▶ _The request_
Swap "blue sky" for "clear sky" throughout the items below, leaving everything else unchanged. Omit the pictures from your answer.

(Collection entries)
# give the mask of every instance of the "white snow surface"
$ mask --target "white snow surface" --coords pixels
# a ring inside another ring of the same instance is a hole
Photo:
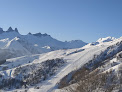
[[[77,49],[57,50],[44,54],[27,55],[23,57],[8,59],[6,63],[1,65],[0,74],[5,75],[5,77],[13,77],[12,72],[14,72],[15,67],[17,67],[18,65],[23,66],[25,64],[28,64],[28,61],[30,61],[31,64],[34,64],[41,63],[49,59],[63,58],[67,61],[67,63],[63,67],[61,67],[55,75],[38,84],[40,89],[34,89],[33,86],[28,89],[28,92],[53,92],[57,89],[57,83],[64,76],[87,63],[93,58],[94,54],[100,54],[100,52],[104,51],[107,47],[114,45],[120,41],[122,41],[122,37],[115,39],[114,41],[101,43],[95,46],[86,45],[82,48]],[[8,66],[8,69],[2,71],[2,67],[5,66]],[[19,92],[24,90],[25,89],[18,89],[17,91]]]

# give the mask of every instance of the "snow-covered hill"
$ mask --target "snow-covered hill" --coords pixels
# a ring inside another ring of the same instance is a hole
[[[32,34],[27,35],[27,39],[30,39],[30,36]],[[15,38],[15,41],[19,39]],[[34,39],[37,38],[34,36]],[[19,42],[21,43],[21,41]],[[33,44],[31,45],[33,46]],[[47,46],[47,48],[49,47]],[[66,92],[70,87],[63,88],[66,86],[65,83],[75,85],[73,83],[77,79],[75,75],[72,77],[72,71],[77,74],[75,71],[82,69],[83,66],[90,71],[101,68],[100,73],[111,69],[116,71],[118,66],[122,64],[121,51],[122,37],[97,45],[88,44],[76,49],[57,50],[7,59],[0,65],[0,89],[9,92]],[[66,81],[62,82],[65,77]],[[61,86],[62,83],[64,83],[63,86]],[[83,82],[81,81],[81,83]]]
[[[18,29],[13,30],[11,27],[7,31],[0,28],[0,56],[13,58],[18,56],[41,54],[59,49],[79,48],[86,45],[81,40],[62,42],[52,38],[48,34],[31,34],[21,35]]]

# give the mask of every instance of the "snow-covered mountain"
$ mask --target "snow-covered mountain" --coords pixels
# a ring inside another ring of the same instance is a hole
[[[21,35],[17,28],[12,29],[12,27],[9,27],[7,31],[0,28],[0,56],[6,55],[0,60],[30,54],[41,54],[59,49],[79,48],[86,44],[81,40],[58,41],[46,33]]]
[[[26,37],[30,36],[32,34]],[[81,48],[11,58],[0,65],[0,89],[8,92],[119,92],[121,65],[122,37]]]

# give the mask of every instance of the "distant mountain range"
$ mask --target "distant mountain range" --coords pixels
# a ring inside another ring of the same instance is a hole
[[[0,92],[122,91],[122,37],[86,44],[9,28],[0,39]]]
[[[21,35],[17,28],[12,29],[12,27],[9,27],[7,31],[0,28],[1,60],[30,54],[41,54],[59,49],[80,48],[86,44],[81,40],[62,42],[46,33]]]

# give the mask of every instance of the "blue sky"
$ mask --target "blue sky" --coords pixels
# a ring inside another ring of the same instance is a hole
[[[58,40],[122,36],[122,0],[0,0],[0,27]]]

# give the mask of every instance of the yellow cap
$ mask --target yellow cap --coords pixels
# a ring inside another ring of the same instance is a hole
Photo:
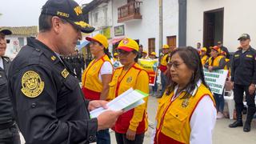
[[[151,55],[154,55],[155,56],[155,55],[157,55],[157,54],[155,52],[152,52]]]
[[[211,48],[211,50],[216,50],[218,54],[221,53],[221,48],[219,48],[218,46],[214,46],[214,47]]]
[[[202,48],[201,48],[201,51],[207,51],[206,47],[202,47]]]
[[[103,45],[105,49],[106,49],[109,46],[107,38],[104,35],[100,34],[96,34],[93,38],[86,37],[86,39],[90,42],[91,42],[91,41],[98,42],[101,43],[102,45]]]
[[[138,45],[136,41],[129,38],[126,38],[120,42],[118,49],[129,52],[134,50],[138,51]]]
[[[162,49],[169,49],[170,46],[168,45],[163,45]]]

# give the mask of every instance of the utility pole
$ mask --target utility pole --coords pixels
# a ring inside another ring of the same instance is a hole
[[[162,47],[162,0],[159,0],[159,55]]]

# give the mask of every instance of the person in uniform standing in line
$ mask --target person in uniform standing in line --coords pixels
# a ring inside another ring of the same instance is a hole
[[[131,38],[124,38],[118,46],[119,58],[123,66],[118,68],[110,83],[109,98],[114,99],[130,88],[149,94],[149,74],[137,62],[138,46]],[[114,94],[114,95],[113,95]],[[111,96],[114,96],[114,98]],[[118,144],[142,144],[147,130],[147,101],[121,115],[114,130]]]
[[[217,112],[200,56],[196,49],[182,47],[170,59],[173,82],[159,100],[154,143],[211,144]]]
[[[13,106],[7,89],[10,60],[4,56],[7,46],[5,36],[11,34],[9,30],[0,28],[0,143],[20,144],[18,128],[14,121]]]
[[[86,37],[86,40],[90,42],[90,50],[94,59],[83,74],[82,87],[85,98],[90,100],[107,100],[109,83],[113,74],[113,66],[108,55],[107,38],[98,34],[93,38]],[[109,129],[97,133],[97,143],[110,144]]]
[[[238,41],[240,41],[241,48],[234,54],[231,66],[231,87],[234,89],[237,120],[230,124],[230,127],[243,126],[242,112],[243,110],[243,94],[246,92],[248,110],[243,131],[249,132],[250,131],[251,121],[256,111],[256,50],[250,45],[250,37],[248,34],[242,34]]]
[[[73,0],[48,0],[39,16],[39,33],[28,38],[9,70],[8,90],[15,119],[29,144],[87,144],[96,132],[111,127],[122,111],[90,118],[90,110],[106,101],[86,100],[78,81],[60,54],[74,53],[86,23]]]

▶ _Exercise response_
# give the mask of every instance of the "white snow surface"
$ mask --target "white snow surface" --coords pixels
# a ring inside another ring of the same instance is a hole
Photo:
[[[77,49],[57,50],[44,54],[27,55],[23,57],[8,59],[6,63],[1,65],[0,74],[5,75],[5,77],[13,77],[12,72],[14,72],[15,67],[17,67],[18,65],[23,66],[25,64],[28,64],[28,61],[30,61],[31,64],[34,64],[41,63],[49,59],[63,58],[67,61],[67,63],[63,67],[61,67],[55,75],[38,84],[40,89],[34,89],[33,86],[28,89],[28,92],[53,92],[57,89],[57,83],[64,76],[87,63],[93,58],[94,54],[100,54],[100,52],[104,51],[107,47],[114,45],[120,41],[122,41],[122,37],[115,39],[114,41],[101,43],[95,46],[86,45],[82,48]],[[8,66],[8,69],[2,71],[2,67],[5,66]],[[19,92],[24,90],[25,89],[18,89],[17,91]]]

# give the mask of every instance of the "snow-covered hill"
$ mask --target "snow-covered hill" --coords pixels
# a ring inside another ring of the same instance is a hole
[[[32,34],[27,35],[27,39],[30,39],[30,36]],[[15,38],[15,41],[19,39]],[[34,39],[37,38],[34,36]],[[19,42],[21,43],[21,41]],[[33,44],[31,45],[33,46]],[[47,46],[47,48],[49,47]],[[66,92],[70,87],[63,88],[66,86],[65,83],[75,85],[73,83],[77,79],[75,75],[72,77],[72,71],[77,74],[75,71],[82,69],[83,66],[90,71],[101,68],[100,73],[111,69],[116,71],[118,66],[122,64],[121,51],[122,37],[97,45],[88,44],[76,49],[57,50],[7,59],[0,65],[0,89],[9,92]],[[66,81],[62,82],[65,77]],[[61,86],[62,83],[64,83],[63,86]],[[83,82],[81,81],[81,83]]]
[[[18,29],[13,30],[11,27],[7,31],[0,28],[0,56],[13,58],[18,56],[41,54],[59,49],[79,48],[86,45],[81,40],[62,42],[52,38],[48,34],[31,34],[21,35]]]

# give the mask of every instance of the "snow-covered mountain"
$ mask --target "snow-covered mountain" --coords pixels
# a ring inside another ring of the same instance is a hole
[[[21,35],[17,28],[12,29],[12,27],[9,27],[7,31],[0,28],[0,56],[6,55],[0,60],[30,54],[41,54],[59,49],[79,48],[86,44],[81,40],[58,41],[46,33]]]
[[[26,37],[30,36],[32,34]],[[81,48],[11,58],[0,65],[0,89],[8,92],[119,92],[121,65],[122,37]]]

# give the mask of every instance of the "distant mountain range"
$ mask --target "distant mountain range" --coords pixels
# a ring inside another ring of the same instance is a hole
[[[0,92],[122,91],[122,37],[86,44],[9,28],[0,39]]]
[[[21,35],[17,28],[12,29],[12,27],[9,27],[7,31],[0,28],[1,60],[30,54],[41,54],[59,49],[80,48],[86,44],[81,40],[62,42],[46,33]]]

# give the mask of every instance of the "clear sky"
$ mask --target "clear sky" --coords pixels
# a ring inside another ring of the same instance is a hole
[[[58,40],[122,36],[122,0],[0,0],[0,27]]]

# give the mask of every instance of the yellow cap
$ mask --target yellow cap --coords pixels
# a ring inside another ring of the same instance is a hole
Photo:
[[[151,55],[154,55],[155,56],[155,55],[157,55],[157,54],[155,52],[152,52]]]
[[[211,48],[211,50],[216,50],[218,54],[221,53],[221,48],[219,48],[218,46],[214,46],[214,47]]]
[[[202,48],[201,48],[201,51],[207,51],[206,47],[202,47]]]
[[[103,45],[105,49],[106,49],[109,46],[107,38],[104,35],[100,34],[96,34],[93,38],[86,37],[86,39],[90,42],[91,42],[91,41],[98,42],[101,43],[102,45]]]
[[[138,45],[136,41],[129,38],[126,38],[120,42],[118,49],[129,52],[134,50],[138,51]]]
[[[162,49],[169,49],[170,46],[168,45],[163,45]]]

# give the mask of every instance of the utility pole
$ mask --target utility pole --coords pixels
# a ring inside another ring of the same instance is a hole
[[[162,47],[162,0],[159,0],[159,55]]]

# give the mask of every instance of the person in uniform standing in line
$ mask --target person in uniform standing in line --coords pixels
# a ring inside another ring of the same instance is a hole
[[[131,38],[124,38],[118,46],[119,58],[123,66],[118,68],[110,83],[109,98],[114,99],[130,88],[149,94],[149,74],[137,62],[138,46]],[[114,94],[114,95],[113,95]],[[111,96],[114,96],[114,98]],[[118,144],[142,144],[147,130],[147,101],[121,115],[114,130]]]
[[[217,112],[200,56],[196,49],[182,47],[170,59],[173,82],[159,100],[154,143],[211,144]]]
[[[13,106],[7,89],[10,60],[4,56],[7,46],[5,36],[11,34],[9,30],[0,28],[0,143],[20,144],[18,128],[14,121]]]
[[[86,37],[86,40],[90,42],[90,50],[94,59],[83,74],[82,87],[85,98],[90,100],[107,100],[109,83],[113,74],[113,66],[108,55],[107,38],[98,34],[93,38]],[[109,129],[97,133],[97,143],[110,144]]]
[[[238,41],[240,41],[241,48],[234,54],[231,66],[231,87],[234,89],[237,120],[230,124],[230,127],[243,126],[242,112],[243,110],[243,94],[246,92],[248,110],[243,131],[249,132],[250,131],[251,121],[256,111],[256,50],[250,45],[250,37],[248,34],[242,34]]]
[[[73,0],[48,0],[39,16],[39,33],[28,38],[9,70],[8,90],[15,119],[29,144],[87,144],[96,132],[111,127],[122,111],[90,118],[90,110],[106,101],[86,100],[78,81],[60,54],[74,53],[86,23]]]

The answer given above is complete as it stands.